TASK BRIEF
List every line below that contains the word "black".

-- start SUPPLIED DATA --

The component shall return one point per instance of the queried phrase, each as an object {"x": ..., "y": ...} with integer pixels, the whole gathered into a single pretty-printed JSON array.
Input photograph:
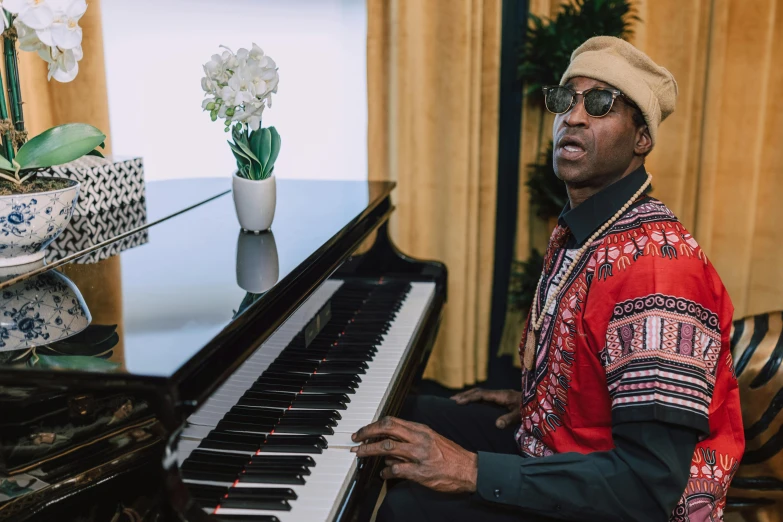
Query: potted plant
[
  {"x": 238, "y": 87},
  {"x": 35, "y": 208}
]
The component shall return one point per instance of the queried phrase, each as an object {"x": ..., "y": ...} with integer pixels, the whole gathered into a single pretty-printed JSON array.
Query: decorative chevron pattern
[
  {"x": 87, "y": 230},
  {"x": 106, "y": 184},
  {"x": 111, "y": 202}
]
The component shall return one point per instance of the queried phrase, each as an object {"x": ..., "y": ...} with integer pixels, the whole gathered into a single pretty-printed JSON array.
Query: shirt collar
[{"x": 596, "y": 210}]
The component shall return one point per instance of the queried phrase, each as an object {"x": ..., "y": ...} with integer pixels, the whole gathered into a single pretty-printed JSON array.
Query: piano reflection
[{"x": 203, "y": 373}]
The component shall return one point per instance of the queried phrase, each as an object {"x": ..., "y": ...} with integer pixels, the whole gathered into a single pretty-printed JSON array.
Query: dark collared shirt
[
  {"x": 645, "y": 474},
  {"x": 596, "y": 210}
]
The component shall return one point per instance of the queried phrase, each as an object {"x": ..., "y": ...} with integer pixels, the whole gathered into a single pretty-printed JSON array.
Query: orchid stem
[{"x": 13, "y": 84}]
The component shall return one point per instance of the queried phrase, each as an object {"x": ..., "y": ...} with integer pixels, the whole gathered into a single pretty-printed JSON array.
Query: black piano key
[
  {"x": 303, "y": 429},
  {"x": 305, "y": 388},
  {"x": 259, "y": 503},
  {"x": 304, "y": 448},
  {"x": 293, "y": 428},
  {"x": 229, "y": 440},
  {"x": 214, "y": 475},
  {"x": 280, "y": 493},
  {"x": 218, "y": 467},
  {"x": 206, "y": 492},
  {"x": 263, "y": 403},
  {"x": 245, "y": 518},
  {"x": 214, "y": 456},
  {"x": 263, "y": 460},
  {"x": 285, "y": 440},
  {"x": 252, "y": 427},
  {"x": 313, "y": 378},
  {"x": 272, "y": 477},
  {"x": 329, "y": 415}
]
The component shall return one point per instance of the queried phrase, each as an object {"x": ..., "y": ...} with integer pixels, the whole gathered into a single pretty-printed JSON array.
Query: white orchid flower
[
  {"x": 65, "y": 32},
  {"x": 29, "y": 41},
  {"x": 36, "y": 14},
  {"x": 243, "y": 82},
  {"x": 65, "y": 64},
  {"x": 256, "y": 53}
]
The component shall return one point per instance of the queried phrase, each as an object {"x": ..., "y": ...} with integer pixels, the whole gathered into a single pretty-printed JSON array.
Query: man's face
[{"x": 592, "y": 151}]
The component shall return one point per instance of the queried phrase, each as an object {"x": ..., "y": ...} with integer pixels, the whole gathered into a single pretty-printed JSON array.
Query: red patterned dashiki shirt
[{"x": 639, "y": 332}]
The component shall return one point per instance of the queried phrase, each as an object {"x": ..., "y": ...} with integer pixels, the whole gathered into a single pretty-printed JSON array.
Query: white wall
[{"x": 154, "y": 53}]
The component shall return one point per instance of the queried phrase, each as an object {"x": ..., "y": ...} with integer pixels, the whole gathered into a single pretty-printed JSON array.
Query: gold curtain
[
  {"x": 718, "y": 163},
  {"x": 84, "y": 100},
  {"x": 433, "y": 92}
]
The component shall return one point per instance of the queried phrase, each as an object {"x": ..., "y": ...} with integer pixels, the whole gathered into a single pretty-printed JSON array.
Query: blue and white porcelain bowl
[
  {"x": 40, "y": 310},
  {"x": 30, "y": 222}
]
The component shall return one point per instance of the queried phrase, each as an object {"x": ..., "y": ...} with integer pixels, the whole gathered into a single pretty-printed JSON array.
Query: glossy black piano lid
[{"x": 196, "y": 293}]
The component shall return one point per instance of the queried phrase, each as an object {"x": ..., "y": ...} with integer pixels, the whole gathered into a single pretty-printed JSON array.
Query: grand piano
[{"x": 204, "y": 373}]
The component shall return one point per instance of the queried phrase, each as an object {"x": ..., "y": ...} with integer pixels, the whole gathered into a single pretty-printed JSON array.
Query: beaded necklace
[{"x": 536, "y": 322}]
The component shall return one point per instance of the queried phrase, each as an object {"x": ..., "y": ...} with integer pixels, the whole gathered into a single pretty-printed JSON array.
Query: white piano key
[{"x": 321, "y": 496}]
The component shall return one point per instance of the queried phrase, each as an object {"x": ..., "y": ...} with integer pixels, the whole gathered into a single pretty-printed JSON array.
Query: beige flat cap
[{"x": 618, "y": 63}]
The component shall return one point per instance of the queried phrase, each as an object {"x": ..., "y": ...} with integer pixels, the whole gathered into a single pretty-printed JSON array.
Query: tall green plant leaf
[
  {"x": 59, "y": 145},
  {"x": 264, "y": 148},
  {"x": 273, "y": 153},
  {"x": 549, "y": 42},
  {"x": 5, "y": 164},
  {"x": 241, "y": 141},
  {"x": 74, "y": 362}
]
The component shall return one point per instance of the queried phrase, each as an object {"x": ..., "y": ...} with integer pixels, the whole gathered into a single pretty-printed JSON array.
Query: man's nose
[{"x": 577, "y": 115}]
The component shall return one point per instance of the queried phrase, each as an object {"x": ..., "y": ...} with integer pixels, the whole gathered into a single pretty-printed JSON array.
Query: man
[{"x": 629, "y": 408}]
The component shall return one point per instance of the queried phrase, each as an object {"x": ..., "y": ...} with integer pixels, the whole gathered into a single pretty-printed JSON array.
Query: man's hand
[
  {"x": 415, "y": 452},
  {"x": 511, "y": 399}
]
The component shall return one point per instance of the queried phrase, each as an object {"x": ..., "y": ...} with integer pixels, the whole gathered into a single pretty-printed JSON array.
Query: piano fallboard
[{"x": 173, "y": 335}]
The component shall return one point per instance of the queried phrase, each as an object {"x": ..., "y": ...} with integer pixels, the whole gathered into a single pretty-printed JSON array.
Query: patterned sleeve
[{"x": 662, "y": 342}]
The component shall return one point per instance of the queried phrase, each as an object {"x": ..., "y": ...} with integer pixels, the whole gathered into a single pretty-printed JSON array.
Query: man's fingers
[
  {"x": 472, "y": 395},
  {"x": 385, "y": 448},
  {"x": 509, "y": 419},
  {"x": 402, "y": 470},
  {"x": 388, "y": 427}
]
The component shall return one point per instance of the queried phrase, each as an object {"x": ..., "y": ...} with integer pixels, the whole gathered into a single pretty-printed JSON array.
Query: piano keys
[{"x": 248, "y": 408}]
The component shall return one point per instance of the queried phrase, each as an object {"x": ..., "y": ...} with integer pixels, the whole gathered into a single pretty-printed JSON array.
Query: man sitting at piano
[{"x": 629, "y": 408}]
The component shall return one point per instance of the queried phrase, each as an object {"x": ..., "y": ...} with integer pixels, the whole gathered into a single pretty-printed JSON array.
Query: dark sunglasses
[{"x": 598, "y": 100}]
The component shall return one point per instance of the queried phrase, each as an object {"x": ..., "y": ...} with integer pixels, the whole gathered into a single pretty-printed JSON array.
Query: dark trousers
[{"x": 471, "y": 426}]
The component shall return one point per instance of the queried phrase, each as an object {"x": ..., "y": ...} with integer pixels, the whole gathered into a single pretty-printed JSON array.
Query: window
[{"x": 154, "y": 51}]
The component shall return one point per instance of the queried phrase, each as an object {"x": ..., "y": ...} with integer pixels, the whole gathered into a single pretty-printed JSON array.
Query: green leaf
[
  {"x": 73, "y": 362},
  {"x": 239, "y": 155},
  {"x": 265, "y": 149},
  {"x": 257, "y": 144},
  {"x": 255, "y": 163},
  {"x": 5, "y": 164},
  {"x": 59, "y": 145},
  {"x": 274, "y": 152}
]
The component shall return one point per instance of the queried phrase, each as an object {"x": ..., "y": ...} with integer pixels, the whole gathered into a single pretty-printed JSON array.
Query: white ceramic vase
[
  {"x": 255, "y": 202},
  {"x": 258, "y": 267},
  {"x": 30, "y": 222}
]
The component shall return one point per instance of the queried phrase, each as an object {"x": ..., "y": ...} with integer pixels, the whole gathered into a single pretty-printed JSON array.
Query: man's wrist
[{"x": 472, "y": 473}]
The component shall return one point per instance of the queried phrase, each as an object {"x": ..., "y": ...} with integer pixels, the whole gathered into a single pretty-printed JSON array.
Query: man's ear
[{"x": 643, "y": 144}]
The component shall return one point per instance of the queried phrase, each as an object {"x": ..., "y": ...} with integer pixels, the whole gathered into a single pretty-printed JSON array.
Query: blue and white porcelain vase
[
  {"x": 40, "y": 310},
  {"x": 30, "y": 222}
]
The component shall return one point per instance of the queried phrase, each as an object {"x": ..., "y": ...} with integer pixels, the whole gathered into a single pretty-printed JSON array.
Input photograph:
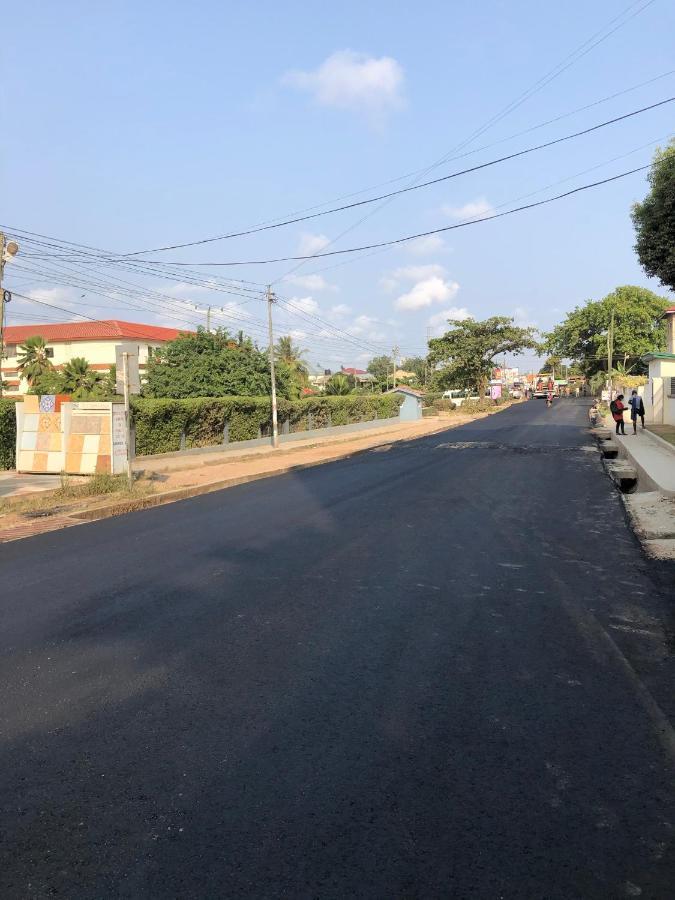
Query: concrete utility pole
[
  {"x": 8, "y": 250},
  {"x": 2, "y": 306},
  {"x": 127, "y": 417},
  {"x": 275, "y": 427},
  {"x": 610, "y": 355}
]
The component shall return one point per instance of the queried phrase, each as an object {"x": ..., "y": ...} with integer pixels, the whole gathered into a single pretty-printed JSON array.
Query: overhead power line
[
  {"x": 405, "y": 190},
  {"x": 420, "y": 234}
]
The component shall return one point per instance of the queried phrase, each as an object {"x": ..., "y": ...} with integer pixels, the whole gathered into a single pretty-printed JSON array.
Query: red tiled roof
[{"x": 106, "y": 330}]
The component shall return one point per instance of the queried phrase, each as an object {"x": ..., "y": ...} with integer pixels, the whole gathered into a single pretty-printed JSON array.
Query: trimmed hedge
[
  {"x": 161, "y": 425},
  {"x": 7, "y": 434}
]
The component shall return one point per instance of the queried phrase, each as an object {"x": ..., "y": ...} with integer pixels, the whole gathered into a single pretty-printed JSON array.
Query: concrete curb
[
  {"x": 660, "y": 441},
  {"x": 122, "y": 507}
]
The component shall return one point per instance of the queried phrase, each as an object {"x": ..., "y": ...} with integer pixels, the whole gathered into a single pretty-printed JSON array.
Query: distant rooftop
[{"x": 106, "y": 329}]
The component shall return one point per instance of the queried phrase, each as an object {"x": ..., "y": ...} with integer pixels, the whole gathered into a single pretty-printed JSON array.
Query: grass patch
[{"x": 72, "y": 491}]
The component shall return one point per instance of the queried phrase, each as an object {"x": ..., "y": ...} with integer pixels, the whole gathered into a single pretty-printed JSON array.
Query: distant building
[
  {"x": 411, "y": 408},
  {"x": 359, "y": 375},
  {"x": 659, "y": 393},
  {"x": 95, "y": 341}
]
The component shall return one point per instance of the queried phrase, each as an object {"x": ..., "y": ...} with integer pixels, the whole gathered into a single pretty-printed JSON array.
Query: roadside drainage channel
[
  {"x": 651, "y": 514},
  {"x": 623, "y": 474}
]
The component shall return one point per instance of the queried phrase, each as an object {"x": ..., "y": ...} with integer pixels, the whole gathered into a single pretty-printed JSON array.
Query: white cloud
[
  {"x": 51, "y": 295},
  {"x": 432, "y": 243},
  {"x": 366, "y": 326},
  {"x": 305, "y": 304},
  {"x": 311, "y": 282},
  {"x": 425, "y": 292},
  {"x": 312, "y": 243},
  {"x": 354, "y": 81},
  {"x": 439, "y": 321},
  {"x": 416, "y": 273},
  {"x": 521, "y": 317},
  {"x": 340, "y": 309},
  {"x": 475, "y": 209},
  {"x": 185, "y": 289}
]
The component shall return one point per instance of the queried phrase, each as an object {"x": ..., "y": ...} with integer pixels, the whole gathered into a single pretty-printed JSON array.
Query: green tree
[
  {"x": 638, "y": 328},
  {"x": 416, "y": 364},
  {"x": 339, "y": 385},
  {"x": 551, "y": 364},
  {"x": 33, "y": 361},
  {"x": 78, "y": 379},
  {"x": 293, "y": 357},
  {"x": 654, "y": 219},
  {"x": 213, "y": 364},
  {"x": 381, "y": 367},
  {"x": 464, "y": 356}
]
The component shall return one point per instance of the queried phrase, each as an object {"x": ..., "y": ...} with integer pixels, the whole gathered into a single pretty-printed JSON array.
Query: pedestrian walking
[
  {"x": 637, "y": 409},
  {"x": 616, "y": 408}
]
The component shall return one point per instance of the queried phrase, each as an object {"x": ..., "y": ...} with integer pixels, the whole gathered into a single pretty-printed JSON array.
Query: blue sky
[{"x": 128, "y": 125}]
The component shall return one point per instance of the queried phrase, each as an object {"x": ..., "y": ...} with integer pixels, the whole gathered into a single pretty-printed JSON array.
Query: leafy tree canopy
[
  {"x": 339, "y": 385},
  {"x": 416, "y": 364},
  {"x": 33, "y": 361},
  {"x": 78, "y": 379},
  {"x": 638, "y": 328},
  {"x": 381, "y": 367},
  {"x": 551, "y": 364},
  {"x": 464, "y": 356},
  {"x": 213, "y": 364},
  {"x": 654, "y": 219}
]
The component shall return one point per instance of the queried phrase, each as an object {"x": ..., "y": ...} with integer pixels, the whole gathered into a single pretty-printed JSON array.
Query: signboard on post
[{"x": 132, "y": 368}]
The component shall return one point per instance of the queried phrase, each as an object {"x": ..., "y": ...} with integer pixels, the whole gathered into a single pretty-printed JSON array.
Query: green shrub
[
  {"x": 7, "y": 433},
  {"x": 161, "y": 424},
  {"x": 443, "y": 405}
]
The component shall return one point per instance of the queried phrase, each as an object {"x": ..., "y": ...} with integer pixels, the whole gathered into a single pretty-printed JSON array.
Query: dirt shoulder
[{"x": 168, "y": 479}]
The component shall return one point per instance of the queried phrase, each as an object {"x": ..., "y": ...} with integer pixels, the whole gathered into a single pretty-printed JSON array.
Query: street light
[{"x": 7, "y": 253}]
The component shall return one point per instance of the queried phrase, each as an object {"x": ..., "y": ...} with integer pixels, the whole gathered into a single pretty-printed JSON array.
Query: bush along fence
[
  {"x": 7, "y": 434},
  {"x": 165, "y": 426}
]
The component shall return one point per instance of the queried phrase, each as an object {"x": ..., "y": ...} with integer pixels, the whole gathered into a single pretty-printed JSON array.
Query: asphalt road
[{"x": 442, "y": 669}]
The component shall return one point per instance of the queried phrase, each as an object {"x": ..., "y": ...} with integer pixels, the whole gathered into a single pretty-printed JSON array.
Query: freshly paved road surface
[{"x": 428, "y": 671}]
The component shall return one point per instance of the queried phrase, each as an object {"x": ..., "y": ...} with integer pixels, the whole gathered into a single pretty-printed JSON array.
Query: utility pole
[
  {"x": 7, "y": 251},
  {"x": 127, "y": 416},
  {"x": 275, "y": 426},
  {"x": 610, "y": 355},
  {"x": 2, "y": 306}
]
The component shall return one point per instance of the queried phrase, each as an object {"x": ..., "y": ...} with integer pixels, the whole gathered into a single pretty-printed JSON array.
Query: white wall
[{"x": 100, "y": 354}]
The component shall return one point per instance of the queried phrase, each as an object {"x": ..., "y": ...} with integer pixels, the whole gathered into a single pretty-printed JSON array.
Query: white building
[
  {"x": 659, "y": 395},
  {"x": 95, "y": 341}
]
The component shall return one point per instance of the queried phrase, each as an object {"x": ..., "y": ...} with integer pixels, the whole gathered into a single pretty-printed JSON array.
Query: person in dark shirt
[
  {"x": 637, "y": 408},
  {"x": 616, "y": 408}
]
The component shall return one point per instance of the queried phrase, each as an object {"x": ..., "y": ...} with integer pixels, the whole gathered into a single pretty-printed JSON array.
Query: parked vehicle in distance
[{"x": 458, "y": 396}]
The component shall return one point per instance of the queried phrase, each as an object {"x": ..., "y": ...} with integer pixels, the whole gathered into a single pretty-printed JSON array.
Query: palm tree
[
  {"x": 293, "y": 356},
  {"x": 78, "y": 378},
  {"x": 33, "y": 360},
  {"x": 339, "y": 385}
]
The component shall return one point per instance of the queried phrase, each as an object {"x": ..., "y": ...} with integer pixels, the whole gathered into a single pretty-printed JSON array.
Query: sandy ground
[{"x": 177, "y": 472}]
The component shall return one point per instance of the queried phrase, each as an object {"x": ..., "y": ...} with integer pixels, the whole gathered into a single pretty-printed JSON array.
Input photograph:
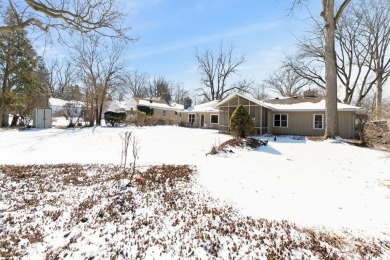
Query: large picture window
[
  {"x": 214, "y": 119},
  {"x": 191, "y": 118},
  {"x": 280, "y": 120},
  {"x": 318, "y": 121}
]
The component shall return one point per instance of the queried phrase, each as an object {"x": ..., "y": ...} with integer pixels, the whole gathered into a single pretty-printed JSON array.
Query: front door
[{"x": 201, "y": 120}]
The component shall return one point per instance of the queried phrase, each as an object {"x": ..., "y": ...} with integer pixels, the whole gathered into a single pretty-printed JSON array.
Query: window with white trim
[
  {"x": 318, "y": 121},
  {"x": 214, "y": 119},
  {"x": 191, "y": 118},
  {"x": 280, "y": 120}
]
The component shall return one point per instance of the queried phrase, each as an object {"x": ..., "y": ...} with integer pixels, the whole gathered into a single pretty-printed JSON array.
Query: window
[
  {"x": 214, "y": 119},
  {"x": 280, "y": 120},
  {"x": 318, "y": 121},
  {"x": 191, "y": 118}
]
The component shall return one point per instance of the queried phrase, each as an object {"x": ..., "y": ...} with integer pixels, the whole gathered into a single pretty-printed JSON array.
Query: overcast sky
[{"x": 169, "y": 32}]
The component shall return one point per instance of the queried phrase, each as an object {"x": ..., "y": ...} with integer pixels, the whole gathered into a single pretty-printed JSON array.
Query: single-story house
[
  {"x": 69, "y": 108},
  {"x": 205, "y": 115},
  {"x": 303, "y": 115},
  {"x": 159, "y": 107}
]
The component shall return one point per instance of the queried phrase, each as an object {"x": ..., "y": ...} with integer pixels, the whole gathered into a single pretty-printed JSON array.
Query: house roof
[
  {"x": 116, "y": 106},
  {"x": 61, "y": 102},
  {"x": 233, "y": 95},
  {"x": 160, "y": 103},
  {"x": 292, "y": 104},
  {"x": 305, "y": 104},
  {"x": 205, "y": 107}
]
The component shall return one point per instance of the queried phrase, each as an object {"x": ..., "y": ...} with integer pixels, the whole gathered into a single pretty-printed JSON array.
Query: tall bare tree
[
  {"x": 100, "y": 68},
  {"x": 260, "y": 92},
  {"x": 62, "y": 80},
  {"x": 179, "y": 92},
  {"x": 375, "y": 16},
  {"x": 216, "y": 70},
  {"x": 159, "y": 86},
  {"x": 99, "y": 16},
  {"x": 136, "y": 84},
  {"x": 330, "y": 17},
  {"x": 285, "y": 82}
]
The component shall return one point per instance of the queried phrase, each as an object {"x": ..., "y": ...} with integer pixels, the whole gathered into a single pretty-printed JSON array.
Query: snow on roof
[
  {"x": 116, "y": 105},
  {"x": 162, "y": 105},
  {"x": 318, "y": 104},
  {"x": 310, "y": 106},
  {"x": 61, "y": 102},
  {"x": 205, "y": 107},
  {"x": 261, "y": 103}
]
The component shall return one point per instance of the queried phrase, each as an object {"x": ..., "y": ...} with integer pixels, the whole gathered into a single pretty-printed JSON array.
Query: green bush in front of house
[
  {"x": 115, "y": 118},
  {"x": 241, "y": 123}
]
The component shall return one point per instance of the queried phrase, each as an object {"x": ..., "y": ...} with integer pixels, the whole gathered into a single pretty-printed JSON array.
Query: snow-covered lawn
[{"x": 326, "y": 185}]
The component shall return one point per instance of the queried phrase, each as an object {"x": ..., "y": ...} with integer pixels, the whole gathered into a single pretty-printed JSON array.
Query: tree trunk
[
  {"x": 378, "y": 96},
  {"x": 331, "y": 125}
]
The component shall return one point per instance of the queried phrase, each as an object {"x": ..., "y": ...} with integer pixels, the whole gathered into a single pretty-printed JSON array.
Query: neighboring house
[
  {"x": 115, "y": 106},
  {"x": 74, "y": 108},
  {"x": 201, "y": 116},
  {"x": 288, "y": 116},
  {"x": 162, "y": 109}
]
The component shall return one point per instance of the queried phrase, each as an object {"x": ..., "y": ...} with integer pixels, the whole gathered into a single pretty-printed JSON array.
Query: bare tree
[
  {"x": 126, "y": 140},
  {"x": 309, "y": 69},
  {"x": 136, "y": 147},
  {"x": 85, "y": 16},
  {"x": 100, "y": 68},
  {"x": 330, "y": 17},
  {"x": 216, "y": 69},
  {"x": 179, "y": 92},
  {"x": 285, "y": 82},
  {"x": 260, "y": 92},
  {"x": 136, "y": 84},
  {"x": 62, "y": 78},
  {"x": 159, "y": 86},
  {"x": 375, "y": 15}
]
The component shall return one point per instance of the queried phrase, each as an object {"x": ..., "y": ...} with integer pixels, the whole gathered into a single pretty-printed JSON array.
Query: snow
[
  {"x": 330, "y": 184},
  {"x": 322, "y": 185}
]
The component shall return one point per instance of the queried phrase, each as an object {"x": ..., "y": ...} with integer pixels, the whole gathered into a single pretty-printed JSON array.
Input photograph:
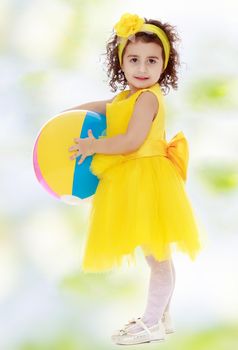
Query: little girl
[{"x": 140, "y": 199}]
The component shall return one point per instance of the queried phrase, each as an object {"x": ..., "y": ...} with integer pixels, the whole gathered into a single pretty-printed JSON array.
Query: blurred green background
[{"x": 52, "y": 59}]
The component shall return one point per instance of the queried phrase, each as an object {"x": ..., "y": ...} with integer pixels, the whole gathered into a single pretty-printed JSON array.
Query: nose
[{"x": 142, "y": 67}]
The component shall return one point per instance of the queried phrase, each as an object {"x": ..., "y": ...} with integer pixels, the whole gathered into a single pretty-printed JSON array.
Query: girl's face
[{"x": 142, "y": 64}]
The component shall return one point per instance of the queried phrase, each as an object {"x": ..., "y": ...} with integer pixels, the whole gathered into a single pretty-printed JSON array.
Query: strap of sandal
[{"x": 143, "y": 325}]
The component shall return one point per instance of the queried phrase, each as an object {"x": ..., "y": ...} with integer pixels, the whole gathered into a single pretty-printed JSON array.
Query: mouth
[{"x": 141, "y": 78}]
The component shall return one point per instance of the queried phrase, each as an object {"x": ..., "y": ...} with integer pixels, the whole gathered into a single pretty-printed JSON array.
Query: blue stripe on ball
[{"x": 84, "y": 181}]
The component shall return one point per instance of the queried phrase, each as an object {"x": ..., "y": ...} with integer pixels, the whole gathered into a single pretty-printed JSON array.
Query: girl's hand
[{"x": 83, "y": 146}]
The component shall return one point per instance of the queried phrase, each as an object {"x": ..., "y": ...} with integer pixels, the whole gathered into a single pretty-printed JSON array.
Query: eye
[
  {"x": 134, "y": 58},
  {"x": 152, "y": 60}
]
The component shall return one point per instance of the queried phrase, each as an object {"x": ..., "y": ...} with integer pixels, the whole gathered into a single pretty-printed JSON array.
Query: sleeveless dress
[{"x": 140, "y": 200}]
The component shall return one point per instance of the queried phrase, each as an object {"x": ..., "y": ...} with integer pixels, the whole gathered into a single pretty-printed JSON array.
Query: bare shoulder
[{"x": 148, "y": 101}]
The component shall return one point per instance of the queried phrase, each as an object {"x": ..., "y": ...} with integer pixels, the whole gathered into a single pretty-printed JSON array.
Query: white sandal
[
  {"x": 151, "y": 334},
  {"x": 166, "y": 320}
]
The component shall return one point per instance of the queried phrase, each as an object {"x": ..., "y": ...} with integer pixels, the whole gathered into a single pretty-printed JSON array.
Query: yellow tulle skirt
[{"x": 141, "y": 202}]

-- end SUPPLIED DATA --

TASK SOLUTION
Query: black piano key
Query: glossy black piano lid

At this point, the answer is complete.